_INSTRUCTIONS FOR THE TASK_
Exactly transcribe the span of lines from the one containing "Note: point out the distant" through the final line of the entries, inclusive, and nothing outside it. Exclude the pictures.

_DATA LINES_
----------------

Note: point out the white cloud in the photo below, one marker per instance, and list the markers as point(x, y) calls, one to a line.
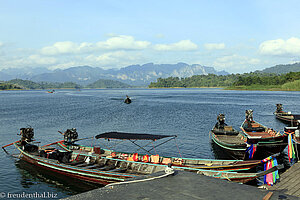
point(235, 62)
point(214, 46)
point(114, 43)
point(66, 47)
point(64, 65)
point(183, 45)
point(123, 42)
point(37, 59)
point(290, 47)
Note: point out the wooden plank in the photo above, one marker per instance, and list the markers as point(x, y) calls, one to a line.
point(268, 196)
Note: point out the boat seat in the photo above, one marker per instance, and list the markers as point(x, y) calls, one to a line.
point(106, 168)
point(74, 163)
point(118, 170)
point(85, 164)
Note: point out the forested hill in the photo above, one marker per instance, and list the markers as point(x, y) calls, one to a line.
point(282, 69)
point(26, 84)
point(210, 80)
point(105, 83)
point(259, 81)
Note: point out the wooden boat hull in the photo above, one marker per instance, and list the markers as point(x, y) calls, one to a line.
point(89, 175)
point(285, 117)
point(266, 143)
point(106, 177)
point(235, 150)
point(206, 164)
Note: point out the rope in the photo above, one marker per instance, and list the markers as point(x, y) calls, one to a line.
point(168, 171)
point(153, 147)
point(178, 148)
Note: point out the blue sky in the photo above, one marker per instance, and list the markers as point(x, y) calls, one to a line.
point(236, 36)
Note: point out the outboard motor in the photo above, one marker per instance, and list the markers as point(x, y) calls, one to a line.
point(221, 121)
point(70, 136)
point(127, 100)
point(27, 137)
point(278, 108)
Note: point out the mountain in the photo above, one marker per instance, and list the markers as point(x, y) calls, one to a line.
point(103, 83)
point(139, 75)
point(282, 69)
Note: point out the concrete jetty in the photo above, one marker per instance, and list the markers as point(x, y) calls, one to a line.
point(289, 181)
point(183, 185)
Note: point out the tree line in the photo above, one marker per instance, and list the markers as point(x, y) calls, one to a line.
point(232, 80)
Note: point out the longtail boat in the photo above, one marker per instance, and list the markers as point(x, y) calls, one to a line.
point(295, 131)
point(96, 165)
point(286, 117)
point(195, 163)
point(229, 139)
point(266, 140)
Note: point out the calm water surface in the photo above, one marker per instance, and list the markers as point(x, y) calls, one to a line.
point(188, 113)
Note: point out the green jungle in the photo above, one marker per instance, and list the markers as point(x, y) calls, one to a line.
point(247, 81)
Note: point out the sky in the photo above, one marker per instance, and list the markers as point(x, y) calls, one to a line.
point(232, 35)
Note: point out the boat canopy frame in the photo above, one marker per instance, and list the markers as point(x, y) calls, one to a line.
point(134, 137)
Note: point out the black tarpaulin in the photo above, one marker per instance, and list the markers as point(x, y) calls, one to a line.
point(131, 136)
point(296, 117)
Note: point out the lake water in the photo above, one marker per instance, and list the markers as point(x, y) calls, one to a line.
point(187, 113)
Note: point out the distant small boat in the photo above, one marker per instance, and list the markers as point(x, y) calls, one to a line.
point(286, 117)
point(267, 140)
point(127, 100)
point(228, 139)
point(51, 91)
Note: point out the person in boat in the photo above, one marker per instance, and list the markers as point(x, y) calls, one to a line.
point(278, 108)
point(70, 136)
point(127, 100)
point(221, 122)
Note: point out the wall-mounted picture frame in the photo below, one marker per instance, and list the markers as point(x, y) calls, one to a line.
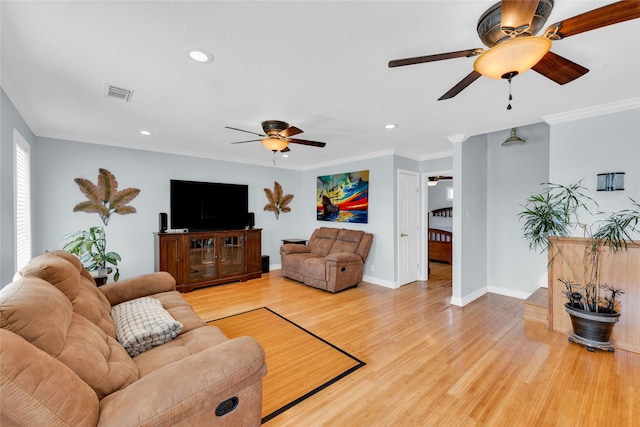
point(343, 197)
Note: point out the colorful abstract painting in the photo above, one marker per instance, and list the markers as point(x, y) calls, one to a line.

----------------

_IN RESPONSE_
Note: point out the distant small boat in the photo above, one marker per instance, and list the markers as point(x, y) calls, one to a line.
point(286, 117)
point(267, 140)
point(127, 100)
point(228, 139)
point(51, 91)
Note: point out the person in boat in the photo above, one marker per instance, and list the markers as point(x, y) calls, one to a line.
point(278, 108)
point(70, 136)
point(127, 100)
point(221, 122)
Note: point out the wall-mounted picture frame in the photo below, one marker per instance, and list the markers as point(x, y) calls, one to a line.
point(343, 197)
Note: point out the colorful abstract painting in the photo above, one marker per instance, and list the markers as point(x, y) calls, one to a line.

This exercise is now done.